WORK ORDER: Every line in the entries where "white" is found should be copied.

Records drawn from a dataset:

=====

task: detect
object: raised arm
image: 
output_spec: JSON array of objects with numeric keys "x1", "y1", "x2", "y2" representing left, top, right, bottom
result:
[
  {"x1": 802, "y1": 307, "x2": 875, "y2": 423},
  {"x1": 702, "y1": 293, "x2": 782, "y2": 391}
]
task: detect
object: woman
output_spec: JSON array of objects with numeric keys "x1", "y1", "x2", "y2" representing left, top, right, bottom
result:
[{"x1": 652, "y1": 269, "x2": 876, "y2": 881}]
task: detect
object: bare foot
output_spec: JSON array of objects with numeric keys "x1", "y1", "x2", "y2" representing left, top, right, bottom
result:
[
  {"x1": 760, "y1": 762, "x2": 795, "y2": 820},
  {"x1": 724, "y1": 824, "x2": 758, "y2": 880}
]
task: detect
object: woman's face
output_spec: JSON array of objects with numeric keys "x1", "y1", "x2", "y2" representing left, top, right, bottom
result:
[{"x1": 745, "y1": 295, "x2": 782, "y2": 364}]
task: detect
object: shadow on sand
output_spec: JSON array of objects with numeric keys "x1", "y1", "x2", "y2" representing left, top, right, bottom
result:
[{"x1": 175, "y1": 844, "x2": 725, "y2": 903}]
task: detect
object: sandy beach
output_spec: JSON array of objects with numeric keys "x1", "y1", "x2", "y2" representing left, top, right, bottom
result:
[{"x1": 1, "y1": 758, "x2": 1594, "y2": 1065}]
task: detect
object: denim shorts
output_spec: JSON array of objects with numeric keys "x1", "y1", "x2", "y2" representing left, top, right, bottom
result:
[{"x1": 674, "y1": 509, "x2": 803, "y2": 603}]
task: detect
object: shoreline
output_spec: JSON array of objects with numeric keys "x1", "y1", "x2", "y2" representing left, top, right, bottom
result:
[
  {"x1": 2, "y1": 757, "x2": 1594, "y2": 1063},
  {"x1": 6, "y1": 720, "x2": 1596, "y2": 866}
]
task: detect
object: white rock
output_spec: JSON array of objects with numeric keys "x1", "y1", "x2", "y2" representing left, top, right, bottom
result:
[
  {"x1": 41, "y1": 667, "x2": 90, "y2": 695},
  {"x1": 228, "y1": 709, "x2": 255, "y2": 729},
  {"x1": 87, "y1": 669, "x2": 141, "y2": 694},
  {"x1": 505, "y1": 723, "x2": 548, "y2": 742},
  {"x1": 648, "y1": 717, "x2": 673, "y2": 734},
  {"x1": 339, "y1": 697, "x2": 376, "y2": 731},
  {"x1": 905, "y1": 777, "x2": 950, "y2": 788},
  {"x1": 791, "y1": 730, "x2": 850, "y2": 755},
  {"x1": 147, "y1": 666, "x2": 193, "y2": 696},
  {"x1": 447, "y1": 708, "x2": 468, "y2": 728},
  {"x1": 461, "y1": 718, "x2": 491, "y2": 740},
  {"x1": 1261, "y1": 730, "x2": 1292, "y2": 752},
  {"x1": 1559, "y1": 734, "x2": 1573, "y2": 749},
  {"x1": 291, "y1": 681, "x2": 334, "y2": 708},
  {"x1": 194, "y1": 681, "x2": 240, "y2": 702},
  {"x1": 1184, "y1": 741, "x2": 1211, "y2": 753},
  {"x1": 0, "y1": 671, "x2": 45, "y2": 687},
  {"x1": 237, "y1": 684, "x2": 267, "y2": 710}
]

=====

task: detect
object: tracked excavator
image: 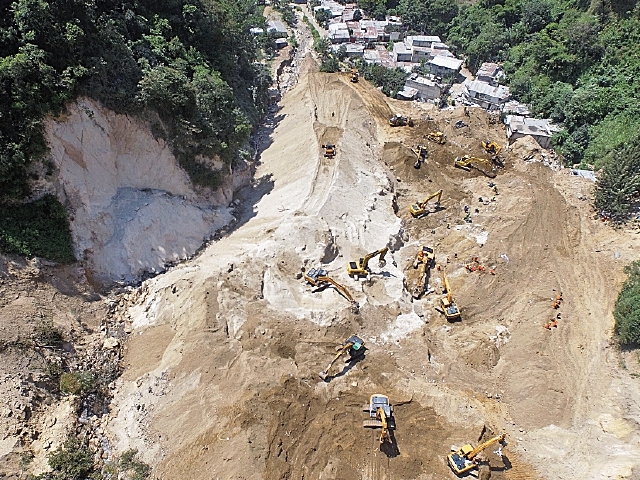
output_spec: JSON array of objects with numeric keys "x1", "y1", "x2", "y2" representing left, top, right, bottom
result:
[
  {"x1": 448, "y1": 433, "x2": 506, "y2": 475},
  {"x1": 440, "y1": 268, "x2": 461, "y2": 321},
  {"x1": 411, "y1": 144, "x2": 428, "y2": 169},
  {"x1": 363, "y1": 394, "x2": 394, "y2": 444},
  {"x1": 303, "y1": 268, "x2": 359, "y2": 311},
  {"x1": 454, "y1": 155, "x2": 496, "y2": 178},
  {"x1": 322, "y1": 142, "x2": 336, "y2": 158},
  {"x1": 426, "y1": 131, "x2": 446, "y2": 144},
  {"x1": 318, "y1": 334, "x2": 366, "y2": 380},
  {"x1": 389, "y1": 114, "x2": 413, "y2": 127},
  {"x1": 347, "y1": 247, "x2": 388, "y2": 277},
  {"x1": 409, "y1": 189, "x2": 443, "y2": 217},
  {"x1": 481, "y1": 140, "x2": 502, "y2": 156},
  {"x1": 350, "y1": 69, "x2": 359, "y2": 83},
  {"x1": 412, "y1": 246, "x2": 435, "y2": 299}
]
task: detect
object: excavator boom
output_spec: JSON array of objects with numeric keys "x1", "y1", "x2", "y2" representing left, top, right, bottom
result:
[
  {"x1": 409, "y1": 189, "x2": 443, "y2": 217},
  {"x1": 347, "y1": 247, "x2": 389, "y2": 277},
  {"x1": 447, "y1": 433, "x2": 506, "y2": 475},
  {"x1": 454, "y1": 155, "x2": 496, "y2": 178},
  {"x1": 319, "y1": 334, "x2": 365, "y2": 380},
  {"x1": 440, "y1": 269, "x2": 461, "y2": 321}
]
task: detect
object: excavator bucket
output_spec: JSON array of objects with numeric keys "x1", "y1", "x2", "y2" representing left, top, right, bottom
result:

=====

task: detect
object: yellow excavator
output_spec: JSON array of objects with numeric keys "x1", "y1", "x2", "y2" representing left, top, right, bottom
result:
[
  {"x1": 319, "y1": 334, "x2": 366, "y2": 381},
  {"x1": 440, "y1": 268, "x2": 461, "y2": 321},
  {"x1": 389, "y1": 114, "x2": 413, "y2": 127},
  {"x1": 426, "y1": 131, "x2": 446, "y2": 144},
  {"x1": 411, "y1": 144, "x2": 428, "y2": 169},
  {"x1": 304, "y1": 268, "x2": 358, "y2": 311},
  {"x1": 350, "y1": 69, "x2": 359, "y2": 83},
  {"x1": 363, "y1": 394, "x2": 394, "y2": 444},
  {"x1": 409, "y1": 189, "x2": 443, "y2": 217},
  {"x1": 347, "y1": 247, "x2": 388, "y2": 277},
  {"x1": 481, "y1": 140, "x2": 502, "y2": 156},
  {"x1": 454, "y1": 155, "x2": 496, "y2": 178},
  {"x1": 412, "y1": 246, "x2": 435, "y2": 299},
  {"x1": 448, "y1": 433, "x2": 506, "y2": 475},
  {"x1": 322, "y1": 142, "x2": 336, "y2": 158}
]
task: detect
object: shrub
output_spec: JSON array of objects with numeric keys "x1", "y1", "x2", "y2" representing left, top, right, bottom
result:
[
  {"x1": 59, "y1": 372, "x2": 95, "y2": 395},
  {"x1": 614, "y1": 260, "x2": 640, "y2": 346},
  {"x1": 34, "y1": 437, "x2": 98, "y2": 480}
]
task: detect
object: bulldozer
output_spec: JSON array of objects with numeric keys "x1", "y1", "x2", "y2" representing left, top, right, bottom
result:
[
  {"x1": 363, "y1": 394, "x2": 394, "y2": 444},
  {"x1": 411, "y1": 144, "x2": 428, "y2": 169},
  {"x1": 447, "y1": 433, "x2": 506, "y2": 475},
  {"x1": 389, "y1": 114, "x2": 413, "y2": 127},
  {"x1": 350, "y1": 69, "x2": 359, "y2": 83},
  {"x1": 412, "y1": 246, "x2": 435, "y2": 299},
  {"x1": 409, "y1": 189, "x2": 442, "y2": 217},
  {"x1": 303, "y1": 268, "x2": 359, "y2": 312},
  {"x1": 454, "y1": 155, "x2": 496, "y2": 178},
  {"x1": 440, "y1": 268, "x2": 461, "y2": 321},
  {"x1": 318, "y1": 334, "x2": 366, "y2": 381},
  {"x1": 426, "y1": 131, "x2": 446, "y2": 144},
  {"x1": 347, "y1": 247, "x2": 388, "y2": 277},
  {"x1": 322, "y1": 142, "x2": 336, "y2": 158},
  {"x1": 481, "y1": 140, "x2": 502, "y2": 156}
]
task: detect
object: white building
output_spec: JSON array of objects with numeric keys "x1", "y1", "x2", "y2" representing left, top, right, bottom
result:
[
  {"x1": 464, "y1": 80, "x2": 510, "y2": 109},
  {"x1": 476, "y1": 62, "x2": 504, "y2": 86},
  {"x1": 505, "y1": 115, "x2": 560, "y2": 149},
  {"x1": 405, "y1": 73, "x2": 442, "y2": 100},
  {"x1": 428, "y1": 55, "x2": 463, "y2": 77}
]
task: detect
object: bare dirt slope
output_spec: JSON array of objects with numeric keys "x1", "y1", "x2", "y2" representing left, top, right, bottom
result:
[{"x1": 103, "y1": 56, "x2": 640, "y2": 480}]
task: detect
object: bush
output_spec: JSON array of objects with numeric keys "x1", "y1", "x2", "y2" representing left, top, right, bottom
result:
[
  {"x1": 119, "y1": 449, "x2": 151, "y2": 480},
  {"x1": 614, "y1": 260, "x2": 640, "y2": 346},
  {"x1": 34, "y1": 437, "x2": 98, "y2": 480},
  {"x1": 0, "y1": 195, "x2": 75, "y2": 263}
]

=====

FINISHED TASK:
object: white rock
object: white building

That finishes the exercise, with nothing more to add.